++++ Selected excerpt ++++
Forging, faggoting, and alloying take advantage of the fact that a bloomery can create iron with differing amounts of carbon. Forging begins by forge welding wrought iron and low-carbon, or mild, steel into sheets. Then high-carbon steel is layered on top, another low-carbon sheet added on top of that, and the whole sandwich forge welded together. It is forged into a thin sheet, then folded and forge welded. This last step is repeated a few or several times, depending upon the quality needed. Several sheets can then be welded together and forged into a bar. This gets rid of most of the remaining slag, but it also burns carbon with each welding, so it is important to start with a large amount of high-carbon steel.

Faggoting involves bundling rods of different forms of iron and forge welding them together. The final bar can then be broken up and refaggoted, or folded and forge welded a number of times to homogenize it as much as possible. Alloying involves melting wrought iron and adding varying amounts of cast iron or high-carbon steel to create mild steel.

Cementation involves carburization on a larger scale. Multiple bars of wrought iron are packed in charcoal in layers in a stone box and heated for as long as a week or more. Since the boxes are heated from below, the different layers absorb different amounts of carbon, less the farther away they are from the heat source. This creates what is known as blister steel, because the steel forms as blisters on the surface of the iron. These rods can then be faggoted to form sheet steel, or broken up and used as part of an alloy.

Crucible refers to the use of clay crucibles to heat mixtures of wrought iron, charcoal, and glass. The glass acts as a flux to absorb impurities, forming a slag, while the steel forms as buttons. This process can also be used to create steel directly from iron ore, or steel made from carburization can be used to produce homogenized steel that can be cast into ingots.

Despite the ubiquity of the bloomery process and the amount of iron it can produce, it cannot sustain a viable industry because of the amount of work needed to process the bloom after it has been created. What industrial iron-making capacity there is in the Dreamlands is sustained by blast furnaces and cast iron. These are not true blast furnaces but rather high-temperature Catalan forges, but in truth the only significant difference between a bloomery and a basic furnace is the temperature either can produce. In places like the Treadmill iron works in the Tanarian Hills outside of the town of Carsoon in Ooth-Nargai, and the city of Fonderia in the Six Kingdoms, facilities have been built consisting of multiple large-scale Catalan forges aerated by trompes based on waterfalls or dam spillways. These forges are designed to operate more or less continuously by feeding ore and coke, plus crushed limestone as a flux, into the top and drawing off molten iron and slag out the bottom. The iron contains from 4% to 5% carbon and is called pig iron. It is directed into sand molds where it forms ingots. When cooled, these can be stored until needed for further processing.
++++ Extracted entries ++++
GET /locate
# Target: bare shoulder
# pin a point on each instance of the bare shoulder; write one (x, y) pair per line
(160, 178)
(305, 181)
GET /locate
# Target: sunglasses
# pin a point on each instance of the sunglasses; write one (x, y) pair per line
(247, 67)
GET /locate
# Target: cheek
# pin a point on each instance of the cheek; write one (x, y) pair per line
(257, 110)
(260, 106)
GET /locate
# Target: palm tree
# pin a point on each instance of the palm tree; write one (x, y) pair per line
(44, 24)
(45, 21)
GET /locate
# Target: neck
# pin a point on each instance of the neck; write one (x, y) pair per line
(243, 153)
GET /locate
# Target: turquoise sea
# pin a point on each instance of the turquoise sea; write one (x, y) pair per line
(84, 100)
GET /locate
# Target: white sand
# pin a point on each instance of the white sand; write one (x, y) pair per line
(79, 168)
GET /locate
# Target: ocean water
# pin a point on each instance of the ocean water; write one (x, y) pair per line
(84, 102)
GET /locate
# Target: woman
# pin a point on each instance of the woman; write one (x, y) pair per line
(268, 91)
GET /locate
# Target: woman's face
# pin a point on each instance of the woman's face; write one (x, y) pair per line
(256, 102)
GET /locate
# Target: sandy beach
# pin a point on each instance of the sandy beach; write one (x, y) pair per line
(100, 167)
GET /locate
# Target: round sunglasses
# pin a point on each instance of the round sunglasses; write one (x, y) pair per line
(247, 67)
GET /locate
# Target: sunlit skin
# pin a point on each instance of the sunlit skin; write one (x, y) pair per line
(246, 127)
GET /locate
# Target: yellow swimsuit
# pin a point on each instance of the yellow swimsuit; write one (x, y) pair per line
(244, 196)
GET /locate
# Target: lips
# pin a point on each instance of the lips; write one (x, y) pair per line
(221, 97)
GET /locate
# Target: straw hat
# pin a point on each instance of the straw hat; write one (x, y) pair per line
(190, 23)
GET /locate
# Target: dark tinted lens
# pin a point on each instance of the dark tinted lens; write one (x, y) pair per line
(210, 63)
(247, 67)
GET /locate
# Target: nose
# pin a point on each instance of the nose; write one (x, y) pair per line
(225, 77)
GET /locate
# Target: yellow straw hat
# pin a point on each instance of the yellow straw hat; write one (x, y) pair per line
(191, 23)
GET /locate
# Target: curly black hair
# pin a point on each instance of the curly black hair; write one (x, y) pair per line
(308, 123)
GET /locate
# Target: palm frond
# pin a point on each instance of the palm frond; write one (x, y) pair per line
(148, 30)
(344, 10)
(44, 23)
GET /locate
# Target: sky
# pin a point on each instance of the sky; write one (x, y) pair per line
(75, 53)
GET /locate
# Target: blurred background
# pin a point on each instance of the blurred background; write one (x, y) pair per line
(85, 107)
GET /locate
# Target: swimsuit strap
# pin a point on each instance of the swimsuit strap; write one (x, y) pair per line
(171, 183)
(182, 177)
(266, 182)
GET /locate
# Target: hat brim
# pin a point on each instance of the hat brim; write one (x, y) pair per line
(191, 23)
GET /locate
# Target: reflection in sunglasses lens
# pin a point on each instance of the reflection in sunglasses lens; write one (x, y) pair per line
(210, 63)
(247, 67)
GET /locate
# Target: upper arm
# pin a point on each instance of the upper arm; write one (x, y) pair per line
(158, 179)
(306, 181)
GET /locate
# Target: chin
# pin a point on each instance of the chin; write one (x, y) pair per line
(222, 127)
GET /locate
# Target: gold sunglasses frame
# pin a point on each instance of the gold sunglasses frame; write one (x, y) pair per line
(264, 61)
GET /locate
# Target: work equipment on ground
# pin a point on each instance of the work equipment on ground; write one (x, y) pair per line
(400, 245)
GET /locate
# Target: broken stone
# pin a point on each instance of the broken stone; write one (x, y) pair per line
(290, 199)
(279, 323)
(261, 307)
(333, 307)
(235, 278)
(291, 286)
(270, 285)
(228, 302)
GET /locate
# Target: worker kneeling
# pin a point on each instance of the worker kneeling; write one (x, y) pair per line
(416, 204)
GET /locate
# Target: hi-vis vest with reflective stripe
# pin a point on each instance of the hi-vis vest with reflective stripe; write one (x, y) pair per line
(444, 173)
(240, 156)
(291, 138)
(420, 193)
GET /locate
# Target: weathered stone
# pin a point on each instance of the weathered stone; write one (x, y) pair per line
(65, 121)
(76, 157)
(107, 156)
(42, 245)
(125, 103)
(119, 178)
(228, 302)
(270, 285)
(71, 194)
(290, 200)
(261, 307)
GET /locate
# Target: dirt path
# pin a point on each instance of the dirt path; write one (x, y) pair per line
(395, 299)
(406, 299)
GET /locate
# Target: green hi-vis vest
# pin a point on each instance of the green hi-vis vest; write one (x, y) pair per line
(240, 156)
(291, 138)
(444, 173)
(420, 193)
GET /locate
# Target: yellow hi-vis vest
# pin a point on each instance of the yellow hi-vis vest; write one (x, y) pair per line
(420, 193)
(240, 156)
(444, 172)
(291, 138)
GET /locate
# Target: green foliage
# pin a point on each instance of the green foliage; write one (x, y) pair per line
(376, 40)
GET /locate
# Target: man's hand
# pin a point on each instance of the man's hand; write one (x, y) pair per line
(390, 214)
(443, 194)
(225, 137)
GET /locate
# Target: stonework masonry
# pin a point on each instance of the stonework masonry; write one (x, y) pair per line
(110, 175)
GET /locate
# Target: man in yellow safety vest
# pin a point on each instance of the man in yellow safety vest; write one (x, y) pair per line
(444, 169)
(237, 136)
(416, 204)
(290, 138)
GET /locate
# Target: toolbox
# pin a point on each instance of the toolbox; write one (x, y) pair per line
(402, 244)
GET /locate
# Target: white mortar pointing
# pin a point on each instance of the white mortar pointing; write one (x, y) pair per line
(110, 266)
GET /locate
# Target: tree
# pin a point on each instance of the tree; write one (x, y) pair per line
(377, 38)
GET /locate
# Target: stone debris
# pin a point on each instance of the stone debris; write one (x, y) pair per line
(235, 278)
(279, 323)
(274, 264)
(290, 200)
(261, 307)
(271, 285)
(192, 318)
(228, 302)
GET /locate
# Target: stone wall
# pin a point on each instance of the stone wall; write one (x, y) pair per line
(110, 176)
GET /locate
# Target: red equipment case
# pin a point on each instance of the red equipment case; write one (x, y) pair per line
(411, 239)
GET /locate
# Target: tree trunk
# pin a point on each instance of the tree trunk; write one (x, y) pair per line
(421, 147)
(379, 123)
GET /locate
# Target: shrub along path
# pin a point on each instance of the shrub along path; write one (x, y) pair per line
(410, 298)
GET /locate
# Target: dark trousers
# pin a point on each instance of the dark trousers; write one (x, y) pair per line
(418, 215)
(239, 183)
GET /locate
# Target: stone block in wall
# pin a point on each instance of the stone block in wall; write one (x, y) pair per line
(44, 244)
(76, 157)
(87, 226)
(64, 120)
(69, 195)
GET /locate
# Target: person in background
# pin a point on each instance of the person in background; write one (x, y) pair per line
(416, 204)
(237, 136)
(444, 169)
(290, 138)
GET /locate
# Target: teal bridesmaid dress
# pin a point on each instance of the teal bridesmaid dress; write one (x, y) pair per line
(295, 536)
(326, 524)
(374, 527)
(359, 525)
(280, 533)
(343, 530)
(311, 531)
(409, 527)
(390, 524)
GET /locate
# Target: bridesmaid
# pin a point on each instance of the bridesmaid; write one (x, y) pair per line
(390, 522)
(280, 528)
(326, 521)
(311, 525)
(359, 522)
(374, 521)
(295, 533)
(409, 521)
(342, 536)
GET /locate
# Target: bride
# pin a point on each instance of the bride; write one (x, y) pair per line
++++
*Set tasks:*
a) Answer these questions from the passage on iron and steel making:
(i) How long can the packed bars of wrought iron be heated during cementation?
(ii) What does the glass do in the crucible process?
(iii) How much carbon does pig iron contain?
b) Write the next part of the passage on iron and steel making, starting after its final sentence about the cooled ingots.

*Responses to the exercise:*
a)
(i) For as long as a week or more.
(ii) It acts as a flux that absorbs impurities and forms a slag.
(iii) From 4% to 5%.

b)
The ease with which iron can be smelted and collected makes the furnace much more efficient than a bloomery; however, the resulting very high-carbon iron is virtually useless as it is. It needs to be decarburized first, and this can be a difficult process. There are two main methods for removing excess carbon from molten pig iron, the osmond process and the finery process. Both, however, use essentially the same technique: using air to oxidize the carbon to carbon dioxide and blowing it off.

The osmond process exposes a stream of melted pig iron to a blast of air. This reduces it to droplets that are caught by a spinning staff. This forms a ball of mild steel or wrought iron, which can be remelted and subjected to the process again.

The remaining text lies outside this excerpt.